Task brief
Please copy the records below word for word, starting with the line that contains "the white translucent" and going on through the line that contains "of the mowed", with both of those lines included and nothing else.

Exercise inputs
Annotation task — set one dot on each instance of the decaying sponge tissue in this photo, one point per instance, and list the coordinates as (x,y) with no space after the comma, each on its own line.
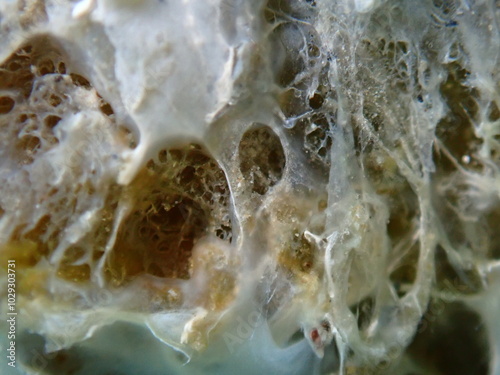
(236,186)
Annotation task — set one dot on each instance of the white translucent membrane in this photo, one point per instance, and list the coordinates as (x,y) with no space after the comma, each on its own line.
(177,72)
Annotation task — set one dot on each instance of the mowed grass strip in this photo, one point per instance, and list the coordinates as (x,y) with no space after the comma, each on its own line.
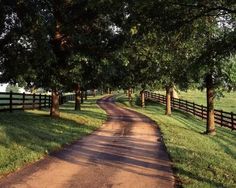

--

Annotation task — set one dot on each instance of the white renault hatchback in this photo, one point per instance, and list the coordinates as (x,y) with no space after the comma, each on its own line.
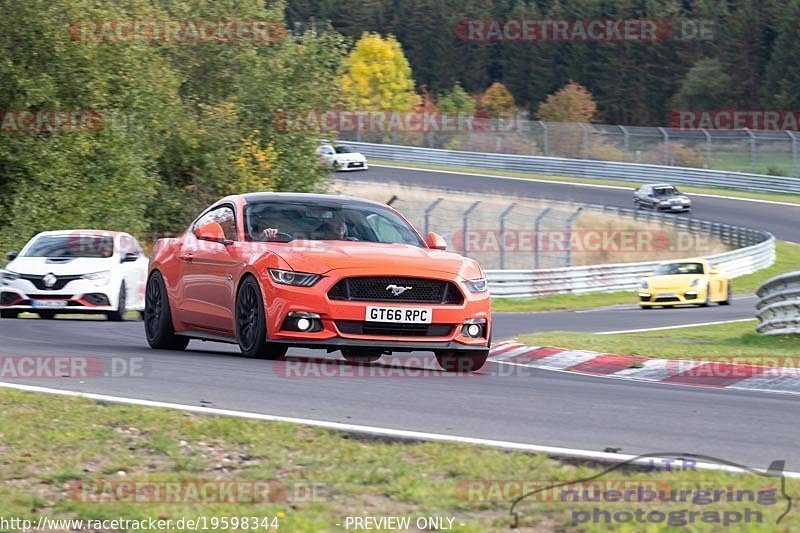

---

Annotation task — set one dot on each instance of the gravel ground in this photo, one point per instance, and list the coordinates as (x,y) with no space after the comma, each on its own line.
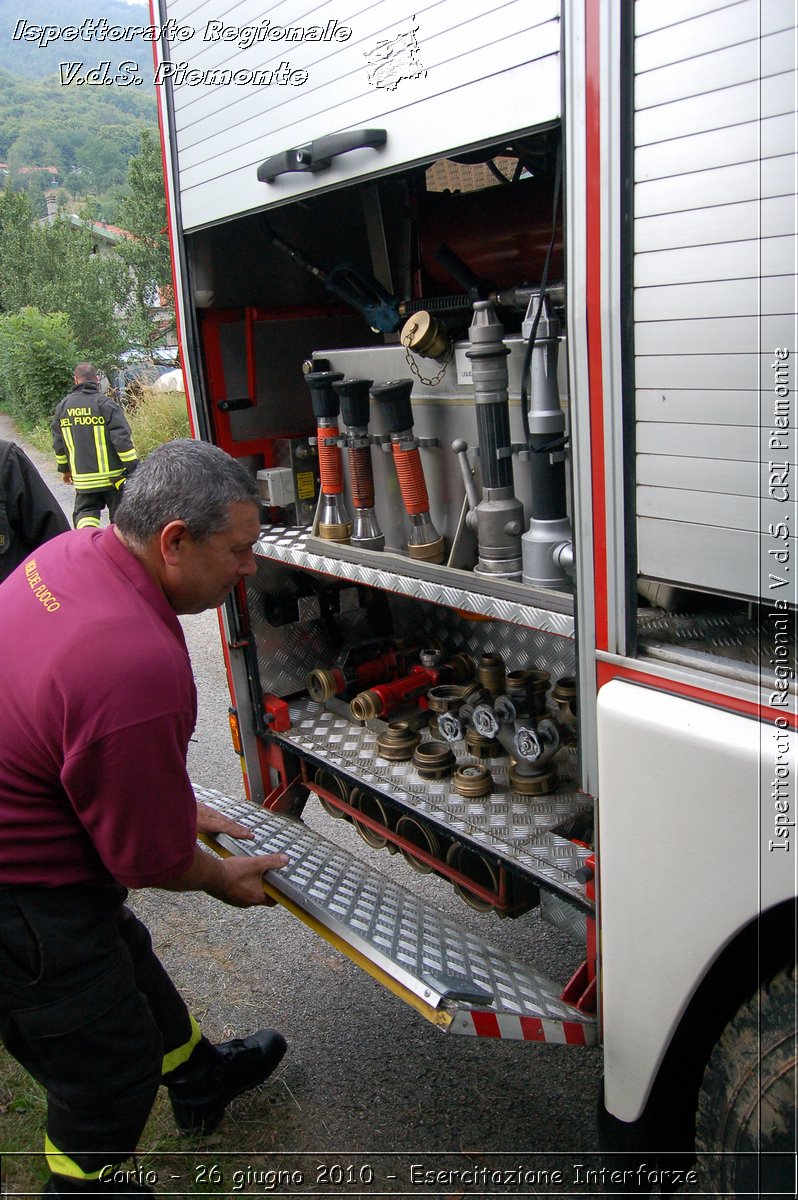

Exercise output
Annotation task — set one dot on each instance of the white translucent membrane in this photo, one point per instance, and list the coordinates as (x,y) with no space after the comma, each on its own line.
(177,72)
Annotation task — set one dot on each instance of the mowed grass strip in this photo, one point per instance, and list the coordinates as (x,y) with no space after the comma, each on its own line.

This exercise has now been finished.